● TEKST DO PRZECZYTANIA
╔══

Aradiela obudziła się następnego poranka ze świadomością, że w nocy miała doprawdy dziwny sen. Elfka zamknęła oczy i rozcierała skronie w zamyśleniu, starając się go sobie przypomnieć - I tak oto widziała Ellariona, swych braci, tańczących na stosie wokół Alvaira. Aradiela nie była zwyczajną czarodziejką, zwykło się mawiać, że posiadała trzecie oko, dar. Potrafiła wejrzeć w przyszłość i choć sny, szeroko pojęta onejromancja nie była jej specjalizacją, w końcu ona wróżyła z wody, to nie mogła po prostu ignorować snów i ich podszeptów. Co miała jednak w związku z tym zrobić ze snem? Prawdopodobnie jedyną możliwością było poszukanie odpowiedzi na to, czy rzeczywiście była to wizja, która jakimś sposobem wemknęła się do jej umysłu lub też zwykły sen. Koszmar lub marzenie. W jaki sposób jednak można było tego dokonać?

╚══

● POLECENIE 1
Wypisz wszystkie imiona postaci, które pojawiają się we fragmencie o śnie Aradieli, w takiej formie, w jakiej występują w tekście.
● POLECENIE 2
Proszę przepisać bez zmian część fragmentu o śnie Aradieli od słów „Aradiela obudziła się” do słów „było tego dokonać?”.

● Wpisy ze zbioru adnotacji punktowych
╔══

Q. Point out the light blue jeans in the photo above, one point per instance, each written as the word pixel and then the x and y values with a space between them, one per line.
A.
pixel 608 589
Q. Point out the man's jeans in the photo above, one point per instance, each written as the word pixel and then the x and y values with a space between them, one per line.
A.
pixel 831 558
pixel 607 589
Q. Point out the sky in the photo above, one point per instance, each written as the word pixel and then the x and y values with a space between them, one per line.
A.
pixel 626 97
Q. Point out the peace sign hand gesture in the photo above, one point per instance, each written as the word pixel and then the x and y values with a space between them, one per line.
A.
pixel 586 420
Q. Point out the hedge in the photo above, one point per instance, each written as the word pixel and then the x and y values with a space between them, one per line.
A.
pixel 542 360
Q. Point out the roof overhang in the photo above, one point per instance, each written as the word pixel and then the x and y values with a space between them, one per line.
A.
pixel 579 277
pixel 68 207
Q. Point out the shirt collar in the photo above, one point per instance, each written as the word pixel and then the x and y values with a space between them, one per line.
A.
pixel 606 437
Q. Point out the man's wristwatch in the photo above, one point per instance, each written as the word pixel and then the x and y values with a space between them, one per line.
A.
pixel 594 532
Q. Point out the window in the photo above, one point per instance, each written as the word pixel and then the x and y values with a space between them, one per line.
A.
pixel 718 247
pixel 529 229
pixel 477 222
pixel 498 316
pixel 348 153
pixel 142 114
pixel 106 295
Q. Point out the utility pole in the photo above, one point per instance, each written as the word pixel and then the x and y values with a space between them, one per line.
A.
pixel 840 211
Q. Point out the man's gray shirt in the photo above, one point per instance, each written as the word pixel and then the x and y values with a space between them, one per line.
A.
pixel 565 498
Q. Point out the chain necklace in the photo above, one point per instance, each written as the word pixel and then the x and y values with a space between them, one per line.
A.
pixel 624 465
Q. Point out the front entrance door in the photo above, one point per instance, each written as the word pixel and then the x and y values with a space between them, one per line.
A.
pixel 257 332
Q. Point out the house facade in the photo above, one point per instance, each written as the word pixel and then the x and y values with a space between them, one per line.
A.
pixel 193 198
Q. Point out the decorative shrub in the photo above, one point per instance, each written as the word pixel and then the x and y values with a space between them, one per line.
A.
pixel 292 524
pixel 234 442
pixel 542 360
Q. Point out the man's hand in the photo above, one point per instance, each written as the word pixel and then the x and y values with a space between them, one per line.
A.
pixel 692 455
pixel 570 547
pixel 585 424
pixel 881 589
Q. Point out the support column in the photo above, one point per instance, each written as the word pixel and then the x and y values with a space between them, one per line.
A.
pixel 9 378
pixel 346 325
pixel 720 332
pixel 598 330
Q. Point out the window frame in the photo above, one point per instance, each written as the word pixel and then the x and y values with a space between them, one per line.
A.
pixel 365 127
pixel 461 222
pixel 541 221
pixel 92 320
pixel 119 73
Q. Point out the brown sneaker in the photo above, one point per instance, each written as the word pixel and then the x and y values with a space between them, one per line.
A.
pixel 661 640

╚══

● PEŁNA ODPOWIEDŹ 1
Aradiela, Ellariona, Alvaira

● PEŁNA ODPOWIEDŹ 2
Aradiela obudziła się następnego poranka ze świadomością, że w nocy miała doprawdy dziwny sen. Elfka zamknęła oczy i rozcierała skronie w zamyśleniu, starając się go sobie przypomnieć - I tak oto widziała Ellariona, swych braci, tańczących na stosie wokół Alvaira. Aradiela nie była zwyczajną czarodziejką, zwykło się mawiać, że posiadała trzecie oko, dar. Potrafiła wejrzeć w przyszłość i choć sny, szeroko pojęta onejromancja nie była jej specjalizacją, w końcu ona wróżyła z wody, to nie mogła po prostu ignorować snów i ich podszeptów. Co miała jednak w związku z tym zrobić ze snem? Prawdopodobnie jedyną możliwością było poszukanie odpowiedzi na to, czy rzeczywiście była to wizja, która jakimś sposobem wemknęła się do jej umysłu lub też zwykły sen. Koszmar lub marzenie. W jaki sposób jednak można było tego dokonać?